## [Input records]
----

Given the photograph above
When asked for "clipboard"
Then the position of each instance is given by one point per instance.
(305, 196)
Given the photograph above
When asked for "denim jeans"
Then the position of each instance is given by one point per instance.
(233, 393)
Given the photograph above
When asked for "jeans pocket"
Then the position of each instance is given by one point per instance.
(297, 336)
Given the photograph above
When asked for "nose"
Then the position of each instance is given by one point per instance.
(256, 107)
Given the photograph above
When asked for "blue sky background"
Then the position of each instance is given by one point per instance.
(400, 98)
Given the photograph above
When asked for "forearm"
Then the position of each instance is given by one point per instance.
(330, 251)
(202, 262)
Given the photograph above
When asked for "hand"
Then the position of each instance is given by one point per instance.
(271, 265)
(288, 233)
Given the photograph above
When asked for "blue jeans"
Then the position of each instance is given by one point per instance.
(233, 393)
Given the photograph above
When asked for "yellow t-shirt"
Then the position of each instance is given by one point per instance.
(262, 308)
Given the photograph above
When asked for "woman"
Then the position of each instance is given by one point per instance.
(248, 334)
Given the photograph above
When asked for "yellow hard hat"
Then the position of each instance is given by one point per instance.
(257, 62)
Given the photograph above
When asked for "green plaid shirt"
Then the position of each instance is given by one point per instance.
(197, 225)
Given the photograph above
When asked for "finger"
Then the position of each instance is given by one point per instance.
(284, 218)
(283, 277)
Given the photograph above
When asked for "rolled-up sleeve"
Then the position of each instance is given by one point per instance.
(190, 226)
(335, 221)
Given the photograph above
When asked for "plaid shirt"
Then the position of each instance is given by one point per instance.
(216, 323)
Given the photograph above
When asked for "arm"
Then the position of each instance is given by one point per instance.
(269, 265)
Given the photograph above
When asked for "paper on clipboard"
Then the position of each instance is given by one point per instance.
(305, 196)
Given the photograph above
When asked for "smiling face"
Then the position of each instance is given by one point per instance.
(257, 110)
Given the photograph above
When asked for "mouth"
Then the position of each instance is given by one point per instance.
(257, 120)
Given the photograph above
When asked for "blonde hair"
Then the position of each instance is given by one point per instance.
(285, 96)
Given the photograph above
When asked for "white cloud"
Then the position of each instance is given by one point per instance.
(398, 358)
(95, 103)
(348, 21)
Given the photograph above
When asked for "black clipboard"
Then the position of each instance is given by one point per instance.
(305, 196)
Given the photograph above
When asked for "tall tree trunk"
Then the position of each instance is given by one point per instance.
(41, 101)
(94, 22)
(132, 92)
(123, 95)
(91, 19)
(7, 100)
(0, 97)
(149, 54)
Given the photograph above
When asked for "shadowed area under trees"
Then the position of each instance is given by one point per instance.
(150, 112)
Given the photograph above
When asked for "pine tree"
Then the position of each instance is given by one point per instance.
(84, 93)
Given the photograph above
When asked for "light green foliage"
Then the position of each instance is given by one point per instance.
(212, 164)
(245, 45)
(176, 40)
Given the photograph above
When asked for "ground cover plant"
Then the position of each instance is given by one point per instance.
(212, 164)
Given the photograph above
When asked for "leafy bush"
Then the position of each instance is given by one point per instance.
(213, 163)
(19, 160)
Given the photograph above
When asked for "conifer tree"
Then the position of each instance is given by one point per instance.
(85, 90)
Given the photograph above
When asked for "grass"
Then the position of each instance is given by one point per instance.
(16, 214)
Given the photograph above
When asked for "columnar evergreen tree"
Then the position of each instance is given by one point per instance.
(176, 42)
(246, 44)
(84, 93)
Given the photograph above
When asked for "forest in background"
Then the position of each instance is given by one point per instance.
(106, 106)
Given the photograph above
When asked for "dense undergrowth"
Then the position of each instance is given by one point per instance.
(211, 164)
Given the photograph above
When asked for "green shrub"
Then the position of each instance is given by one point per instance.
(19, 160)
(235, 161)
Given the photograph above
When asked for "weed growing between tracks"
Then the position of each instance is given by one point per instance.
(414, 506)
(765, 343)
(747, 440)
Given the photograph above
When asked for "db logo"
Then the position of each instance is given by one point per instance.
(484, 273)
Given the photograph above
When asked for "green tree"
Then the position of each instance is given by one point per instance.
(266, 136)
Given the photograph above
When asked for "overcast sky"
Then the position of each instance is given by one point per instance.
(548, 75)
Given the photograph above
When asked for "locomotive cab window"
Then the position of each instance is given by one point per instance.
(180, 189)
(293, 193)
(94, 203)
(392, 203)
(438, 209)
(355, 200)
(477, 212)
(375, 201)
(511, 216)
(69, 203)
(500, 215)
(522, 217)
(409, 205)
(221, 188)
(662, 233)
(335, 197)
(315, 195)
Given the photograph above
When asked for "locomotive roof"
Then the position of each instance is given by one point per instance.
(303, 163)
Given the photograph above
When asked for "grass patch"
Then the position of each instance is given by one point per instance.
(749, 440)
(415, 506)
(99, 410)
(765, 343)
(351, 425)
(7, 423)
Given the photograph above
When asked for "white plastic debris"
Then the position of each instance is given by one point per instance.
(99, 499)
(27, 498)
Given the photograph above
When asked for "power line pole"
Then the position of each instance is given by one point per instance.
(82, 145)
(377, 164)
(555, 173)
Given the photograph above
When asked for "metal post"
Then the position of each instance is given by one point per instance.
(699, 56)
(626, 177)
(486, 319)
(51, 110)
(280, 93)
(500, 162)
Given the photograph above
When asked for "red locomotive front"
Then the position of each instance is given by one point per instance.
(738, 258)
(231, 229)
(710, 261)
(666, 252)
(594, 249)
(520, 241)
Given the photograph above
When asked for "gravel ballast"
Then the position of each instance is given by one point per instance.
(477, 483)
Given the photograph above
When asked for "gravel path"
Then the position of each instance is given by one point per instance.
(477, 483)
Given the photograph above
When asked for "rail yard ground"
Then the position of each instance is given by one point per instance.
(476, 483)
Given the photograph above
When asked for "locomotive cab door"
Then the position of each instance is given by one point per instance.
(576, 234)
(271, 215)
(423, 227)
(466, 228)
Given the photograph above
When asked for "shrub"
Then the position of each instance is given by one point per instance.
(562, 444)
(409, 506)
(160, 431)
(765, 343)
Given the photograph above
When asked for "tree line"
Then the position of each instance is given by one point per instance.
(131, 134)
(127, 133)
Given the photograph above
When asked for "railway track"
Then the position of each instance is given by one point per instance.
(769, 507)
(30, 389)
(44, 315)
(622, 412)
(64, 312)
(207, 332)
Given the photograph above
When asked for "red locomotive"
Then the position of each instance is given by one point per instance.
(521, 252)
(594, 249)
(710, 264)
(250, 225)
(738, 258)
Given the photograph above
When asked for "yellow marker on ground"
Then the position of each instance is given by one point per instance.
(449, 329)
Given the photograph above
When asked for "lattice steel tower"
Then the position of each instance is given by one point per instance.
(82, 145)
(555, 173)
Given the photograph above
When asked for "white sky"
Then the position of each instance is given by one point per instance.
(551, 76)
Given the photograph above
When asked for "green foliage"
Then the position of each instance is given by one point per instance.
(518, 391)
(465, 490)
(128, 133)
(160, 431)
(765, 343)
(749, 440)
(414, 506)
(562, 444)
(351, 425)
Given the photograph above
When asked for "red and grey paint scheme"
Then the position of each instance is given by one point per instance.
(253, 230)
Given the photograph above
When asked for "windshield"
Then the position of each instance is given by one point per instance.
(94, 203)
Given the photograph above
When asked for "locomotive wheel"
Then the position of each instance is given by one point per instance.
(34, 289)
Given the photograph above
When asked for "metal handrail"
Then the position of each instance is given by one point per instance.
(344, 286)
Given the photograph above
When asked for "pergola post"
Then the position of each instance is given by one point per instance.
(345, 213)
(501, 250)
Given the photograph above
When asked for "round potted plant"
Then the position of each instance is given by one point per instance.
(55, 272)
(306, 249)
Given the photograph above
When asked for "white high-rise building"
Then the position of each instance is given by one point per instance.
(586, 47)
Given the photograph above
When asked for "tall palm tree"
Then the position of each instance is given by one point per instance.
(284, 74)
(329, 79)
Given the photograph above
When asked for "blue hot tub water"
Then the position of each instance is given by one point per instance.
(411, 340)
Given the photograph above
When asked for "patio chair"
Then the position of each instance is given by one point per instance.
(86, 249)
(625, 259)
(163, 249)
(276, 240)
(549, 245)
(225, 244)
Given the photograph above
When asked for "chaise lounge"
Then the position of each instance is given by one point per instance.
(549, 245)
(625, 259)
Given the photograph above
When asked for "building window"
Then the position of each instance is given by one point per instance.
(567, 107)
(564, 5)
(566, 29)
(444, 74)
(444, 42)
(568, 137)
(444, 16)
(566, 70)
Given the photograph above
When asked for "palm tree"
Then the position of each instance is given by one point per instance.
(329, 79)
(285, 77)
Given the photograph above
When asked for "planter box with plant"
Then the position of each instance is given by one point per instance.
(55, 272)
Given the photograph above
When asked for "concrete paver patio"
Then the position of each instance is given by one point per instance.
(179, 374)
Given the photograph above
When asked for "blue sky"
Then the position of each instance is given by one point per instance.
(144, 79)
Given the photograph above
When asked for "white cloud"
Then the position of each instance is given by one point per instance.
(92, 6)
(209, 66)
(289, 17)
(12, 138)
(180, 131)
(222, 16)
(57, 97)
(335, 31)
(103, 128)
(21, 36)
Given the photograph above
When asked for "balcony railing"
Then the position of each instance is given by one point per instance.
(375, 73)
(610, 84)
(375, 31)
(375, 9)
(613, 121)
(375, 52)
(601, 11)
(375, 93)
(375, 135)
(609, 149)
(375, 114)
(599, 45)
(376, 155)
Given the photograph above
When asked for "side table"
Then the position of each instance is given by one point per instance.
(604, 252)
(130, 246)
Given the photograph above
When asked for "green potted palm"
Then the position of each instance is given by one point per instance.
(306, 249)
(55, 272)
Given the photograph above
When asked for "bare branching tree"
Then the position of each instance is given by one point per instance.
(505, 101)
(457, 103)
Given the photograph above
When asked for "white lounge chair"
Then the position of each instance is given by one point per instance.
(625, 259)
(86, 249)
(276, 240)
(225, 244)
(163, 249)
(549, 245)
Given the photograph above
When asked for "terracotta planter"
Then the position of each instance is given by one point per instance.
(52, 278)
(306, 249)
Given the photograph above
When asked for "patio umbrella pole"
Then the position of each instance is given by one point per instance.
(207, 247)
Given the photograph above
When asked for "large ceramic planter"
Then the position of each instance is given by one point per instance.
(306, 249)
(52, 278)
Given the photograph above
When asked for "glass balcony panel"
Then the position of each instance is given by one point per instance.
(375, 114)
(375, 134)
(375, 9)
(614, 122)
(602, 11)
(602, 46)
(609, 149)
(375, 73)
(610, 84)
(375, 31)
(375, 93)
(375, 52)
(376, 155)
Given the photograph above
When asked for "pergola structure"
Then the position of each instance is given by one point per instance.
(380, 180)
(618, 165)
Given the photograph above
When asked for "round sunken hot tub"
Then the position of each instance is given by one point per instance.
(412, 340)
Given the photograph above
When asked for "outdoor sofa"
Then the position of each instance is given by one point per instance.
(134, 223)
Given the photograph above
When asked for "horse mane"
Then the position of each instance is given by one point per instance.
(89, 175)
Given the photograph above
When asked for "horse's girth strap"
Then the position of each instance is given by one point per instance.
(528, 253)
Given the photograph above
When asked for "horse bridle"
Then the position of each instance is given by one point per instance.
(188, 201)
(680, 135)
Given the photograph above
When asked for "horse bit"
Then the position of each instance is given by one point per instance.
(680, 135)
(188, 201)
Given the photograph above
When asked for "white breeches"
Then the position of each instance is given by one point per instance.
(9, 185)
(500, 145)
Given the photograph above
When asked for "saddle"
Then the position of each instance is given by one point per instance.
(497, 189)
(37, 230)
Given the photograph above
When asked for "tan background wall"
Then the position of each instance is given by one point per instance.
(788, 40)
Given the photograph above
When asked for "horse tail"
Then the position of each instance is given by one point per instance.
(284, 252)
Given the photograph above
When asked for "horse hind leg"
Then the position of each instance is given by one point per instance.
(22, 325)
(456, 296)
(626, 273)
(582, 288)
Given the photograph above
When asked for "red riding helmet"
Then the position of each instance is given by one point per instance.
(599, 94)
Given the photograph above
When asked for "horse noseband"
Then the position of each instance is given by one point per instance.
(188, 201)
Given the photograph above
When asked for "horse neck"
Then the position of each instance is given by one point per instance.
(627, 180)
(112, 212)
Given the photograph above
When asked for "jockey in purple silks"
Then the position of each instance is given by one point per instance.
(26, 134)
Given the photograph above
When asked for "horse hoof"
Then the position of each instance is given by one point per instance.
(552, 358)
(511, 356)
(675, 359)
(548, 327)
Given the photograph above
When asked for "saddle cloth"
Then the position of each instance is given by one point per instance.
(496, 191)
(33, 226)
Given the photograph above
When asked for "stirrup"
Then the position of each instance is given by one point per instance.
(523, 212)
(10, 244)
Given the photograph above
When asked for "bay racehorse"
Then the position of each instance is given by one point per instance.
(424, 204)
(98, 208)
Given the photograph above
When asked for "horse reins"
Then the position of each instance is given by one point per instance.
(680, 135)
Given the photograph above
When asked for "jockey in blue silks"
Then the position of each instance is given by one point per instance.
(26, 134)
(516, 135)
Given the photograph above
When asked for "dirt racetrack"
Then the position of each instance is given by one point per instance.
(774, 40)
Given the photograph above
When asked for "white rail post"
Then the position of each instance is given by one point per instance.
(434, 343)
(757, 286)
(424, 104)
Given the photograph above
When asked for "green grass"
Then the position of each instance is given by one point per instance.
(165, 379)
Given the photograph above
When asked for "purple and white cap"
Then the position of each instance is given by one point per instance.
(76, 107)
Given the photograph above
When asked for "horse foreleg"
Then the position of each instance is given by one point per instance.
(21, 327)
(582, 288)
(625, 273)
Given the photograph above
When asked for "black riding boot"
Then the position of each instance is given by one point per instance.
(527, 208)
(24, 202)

----

## [Your instructions]
Please list every line in the material above that contains the word "post", copying each one in full.

## [Solution to this exercise]
When asked for "metal post"
When asked for "pergola post"
When asked for "white rail post"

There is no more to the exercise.